(Records from a data collection)
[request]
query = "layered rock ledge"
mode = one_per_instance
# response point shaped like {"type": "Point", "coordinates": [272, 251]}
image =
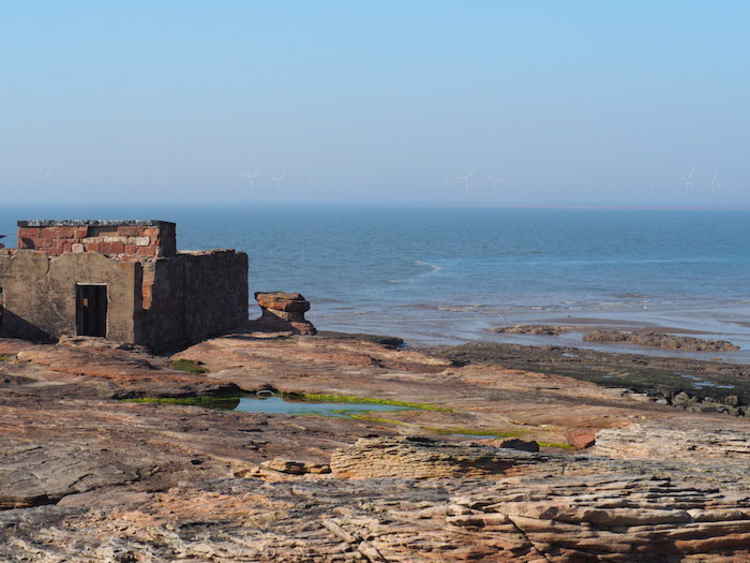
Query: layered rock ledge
{"type": "Point", "coordinates": [87, 477]}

## Exercise directions
Can you print every line of the records above again word for word, leaving out the pictures?

## Worked solution
[request]
query = "layered rock ledge"
mode = one_per_instance
# response point shaped like {"type": "Point", "coordinates": [272, 251]}
image =
Query: layered rock ledge
{"type": "Point", "coordinates": [87, 477]}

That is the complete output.